START STORED DATA

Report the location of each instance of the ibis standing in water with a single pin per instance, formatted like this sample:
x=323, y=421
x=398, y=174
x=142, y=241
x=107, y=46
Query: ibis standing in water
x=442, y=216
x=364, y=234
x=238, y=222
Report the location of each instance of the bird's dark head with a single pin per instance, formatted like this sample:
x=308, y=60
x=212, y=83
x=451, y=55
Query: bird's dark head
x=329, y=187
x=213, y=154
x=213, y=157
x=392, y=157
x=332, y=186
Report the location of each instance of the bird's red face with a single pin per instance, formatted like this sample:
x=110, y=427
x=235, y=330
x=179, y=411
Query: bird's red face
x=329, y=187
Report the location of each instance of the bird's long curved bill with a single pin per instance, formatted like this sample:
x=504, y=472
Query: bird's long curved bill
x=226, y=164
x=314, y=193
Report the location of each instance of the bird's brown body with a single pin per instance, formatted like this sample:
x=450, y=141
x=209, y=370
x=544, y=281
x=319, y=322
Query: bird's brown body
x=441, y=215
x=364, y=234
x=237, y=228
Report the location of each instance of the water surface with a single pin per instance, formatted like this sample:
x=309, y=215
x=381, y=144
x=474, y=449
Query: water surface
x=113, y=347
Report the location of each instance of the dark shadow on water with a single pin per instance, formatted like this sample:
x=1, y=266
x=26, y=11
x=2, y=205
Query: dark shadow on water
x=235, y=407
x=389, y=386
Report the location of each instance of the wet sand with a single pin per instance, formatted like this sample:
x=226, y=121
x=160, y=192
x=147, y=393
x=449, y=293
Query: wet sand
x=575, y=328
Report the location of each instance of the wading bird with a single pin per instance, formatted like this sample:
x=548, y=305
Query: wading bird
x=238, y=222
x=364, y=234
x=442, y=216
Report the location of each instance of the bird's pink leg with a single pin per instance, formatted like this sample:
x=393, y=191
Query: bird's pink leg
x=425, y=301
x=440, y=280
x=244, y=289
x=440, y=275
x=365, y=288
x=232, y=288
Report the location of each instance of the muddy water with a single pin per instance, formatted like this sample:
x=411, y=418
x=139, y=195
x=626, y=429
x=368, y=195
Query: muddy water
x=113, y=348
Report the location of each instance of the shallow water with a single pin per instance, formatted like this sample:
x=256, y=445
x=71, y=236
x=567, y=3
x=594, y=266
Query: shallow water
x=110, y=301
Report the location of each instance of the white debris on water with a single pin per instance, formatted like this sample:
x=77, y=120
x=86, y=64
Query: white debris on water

END STORED DATA

Please reproduce all the records above, changing "single pin" to "single marker" wherever it occurs and leaving everything else as it is.

Report the location of each instance of the ibis standing in water with a single marker per instance, formatted like this sample:
x=323, y=421
x=398, y=174
x=142, y=241
x=107, y=46
Query: ibis standing in water
x=442, y=216
x=364, y=234
x=238, y=222
Report the location of each instance of the bird's dark head with a single marker per instance, formatted like this sample:
x=308, y=60
x=212, y=83
x=451, y=55
Query: bird's dark head
x=329, y=187
x=213, y=154
x=213, y=157
x=392, y=157
x=332, y=186
Report the location of each instance of the bird's red face with a single marker per instance, formatted like this sample:
x=110, y=427
x=235, y=330
x=179, y=411
Query: bird's red face
x=329, y=187
Report the location of each instance of the bird's long curved bill with a single marker per instance, formatted like this sample:
x=504, y=472
Query: bird's long curved bill
x=226, y=164
x=314, y=193
Report the location of each instance of the bird's brown body with a single marker per instance, formatted like this sample:
x=450, y=141
x=209, y=370
x=544, y=281
x=319, y=322
Query: bird's brown body
x=441, y=215
x=364, y=234
x=237, y=228
Report the location of each instance of the water surface with a single marker per instance, formatted like this sample:
x=309, y=215
x=381, y=144
x=474, y=449
Query: water surface
x=113, y=347
Report the location of each instance of the dark shadow on water with a single marker per instance, formatted like this sample:
x=1, y=266
x=26, y=11
x=2, y=205
Query: dark shadow on water
x=235, y=407
x=389, y=386
Report the location of each instance of the wet sand with a single marker per instance, formatted like this sample:
x=226, y=121
x=160, y=192
x=147, y=393
x=449, y=293
Query: wet sand
x=575, y=328
Report the location of each instance of the wading bird with a single marker per instance, formatted like this sample:
x=548, y=305
Query: wading bird
x=238, y=222
x=364, y=234
x=442, y=216
Report the location of each instance of the bird's pink leg with a single marker per instance, formatted like this sample:
x=393, y=191
Query: bird's pink leg
x=425, y=301
x=440, y=280
x=244, y=289
x=440, y=275
x=365, y=288
x=232, y=288
Report the location of each instance of the muddy water with a single marker per instance, formatted like this sample:
x=411, y=418
x=139, y=195
x=626, y=429
x=368, y=195
Query: muddy water
x=113, y=348
Report the location of each instance of the shallow water with a single marker per instance, formatted like this sample:
x=256, y=445
x=71, y=236
x=567, y=3
x=594, y=266
Query: shallow water
x=110, y=301
Report the location of each instance of the white debris on water with a single marker per instance, formatted like this sample:
x=77, y=120
x=86, y=64
Query: white debris on water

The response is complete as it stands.